(Items from a labeling collection)
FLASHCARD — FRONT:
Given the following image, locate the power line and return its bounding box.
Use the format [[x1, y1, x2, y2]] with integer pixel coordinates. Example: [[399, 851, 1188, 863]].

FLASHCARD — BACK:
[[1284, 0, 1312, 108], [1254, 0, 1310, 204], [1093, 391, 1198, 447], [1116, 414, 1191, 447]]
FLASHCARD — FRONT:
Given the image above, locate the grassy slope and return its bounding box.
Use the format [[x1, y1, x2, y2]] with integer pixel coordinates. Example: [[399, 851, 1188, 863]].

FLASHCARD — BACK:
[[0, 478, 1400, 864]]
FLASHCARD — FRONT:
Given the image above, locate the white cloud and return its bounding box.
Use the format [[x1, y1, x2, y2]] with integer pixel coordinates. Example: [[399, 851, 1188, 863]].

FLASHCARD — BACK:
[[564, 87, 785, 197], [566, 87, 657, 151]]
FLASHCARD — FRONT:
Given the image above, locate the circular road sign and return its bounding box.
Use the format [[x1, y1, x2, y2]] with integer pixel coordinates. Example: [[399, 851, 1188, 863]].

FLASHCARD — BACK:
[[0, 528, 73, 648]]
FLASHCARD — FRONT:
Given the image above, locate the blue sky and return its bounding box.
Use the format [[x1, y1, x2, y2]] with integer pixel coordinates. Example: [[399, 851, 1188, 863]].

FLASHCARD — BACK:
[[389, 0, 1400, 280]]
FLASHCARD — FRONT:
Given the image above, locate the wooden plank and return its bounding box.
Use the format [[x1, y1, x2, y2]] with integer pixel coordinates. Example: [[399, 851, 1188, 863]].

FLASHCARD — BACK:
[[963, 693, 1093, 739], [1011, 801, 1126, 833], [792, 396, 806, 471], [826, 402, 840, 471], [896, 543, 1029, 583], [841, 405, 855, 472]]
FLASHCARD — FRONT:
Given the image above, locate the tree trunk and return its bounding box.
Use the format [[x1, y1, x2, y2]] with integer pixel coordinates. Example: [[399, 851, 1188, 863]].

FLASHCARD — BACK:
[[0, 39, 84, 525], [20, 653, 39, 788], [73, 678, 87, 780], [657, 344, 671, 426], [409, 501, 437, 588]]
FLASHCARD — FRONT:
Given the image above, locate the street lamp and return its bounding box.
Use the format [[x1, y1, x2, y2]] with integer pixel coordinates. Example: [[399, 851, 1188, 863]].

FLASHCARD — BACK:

:: YOUR INSTRUCTIONS ::
Can you reproduce every line of the records above, word for word, with nothing changed?

:: EXERCISE OUTPUT ::
FLASHCARD — FRONT:
Given the following image, locate the power line and return its bounding box.
Use the format [[x1, y1, x2, y2]] with integer pixel coordinates. Example: [[399, 851, 1188, 863]].

FLASHCARD — BACK:
[[1284, 0, 1312, 108], [1254, 0, 1310, 204], [1093, 391, 1198, 447], [1116, 414, 1191, 447]]
FLASHCARD — FRONT:
Given the image above, locate the grassy slope and return its bounding box.
Use the format [[x1, y1, x2, y2]] with integer pixel coordinates. Example: [[399, 851, 1188, 863]].

FLASHCARD — BACK:
[[0, 478, 1400, 864]]
FLASHCARD — FRONT:
Given the image above, locate the white cloud and return its bounding box.
Use the format [[x1, y1, x2, y2]] with integer pixel coordinates. Example: [[399, 851, 1188, 863]].

FLASHCARD — BACK:
[[564, 87, 785, 197], [566, 87, 657, 151]]
FLASHCARD — FRONT:
Given the image above, locate the circular road sign and return its bounding box.
Use the format [[x1, y1, x2, y2]] with integer pixel coordinates. Example: [[399, 851, 1188, 863]].

FLASHCARD — BACK:
[[0, 528, 73, 648]]
FLASHCARD — FRONT:
Given the image above, locate the blue sky and return its bounding box.
Use the format [[x1, y1, x2, y2]] with integer pixel coordinates. Example: [[399, 851, 1188, 863]].

FLASHCARD — BACK:
[[389, 0, 1400, 280]]
FLASHCARD — FRONT:
Given the image above, locate the wooden plank and return its bounding box.
Use the format [[x1, y1, x2, y2]] with integer pixel coordinates. Example: [[399, 851, 1188, 863]].

FLASHCARD — BACK:
[[963, 693, 1093, 739], [1011, 801, 1126, 833], [792, 396, 806, 471], [826, 402, 840, 471], [896, 543, 1029, 583], [841, 405, 855, 472]]
FLASHCARD — FRONT:
Given the image above, locate the tree trunk and return its bounding box.
Use the format [[x1, y1, x2, y2]] with integer pixel coordinates. Example: [[399, 851, 1188, 863]].

FLASHCARD — BACK:
[[0, 39, 84, 525], [20, 653, 39, 788], [73, 678, 87, 780], [657, 344, 671, 426], [409, 501, 437, 588]]
FLASHCARD — FRONT:
Given the image above, locate the street lamp and return its bounding box.
Use the format [[x1, y1, x2, y2]] with integer pixel coordinates. Example: [[399, 851, 1188, 863]].

FLASHCARD — BACK:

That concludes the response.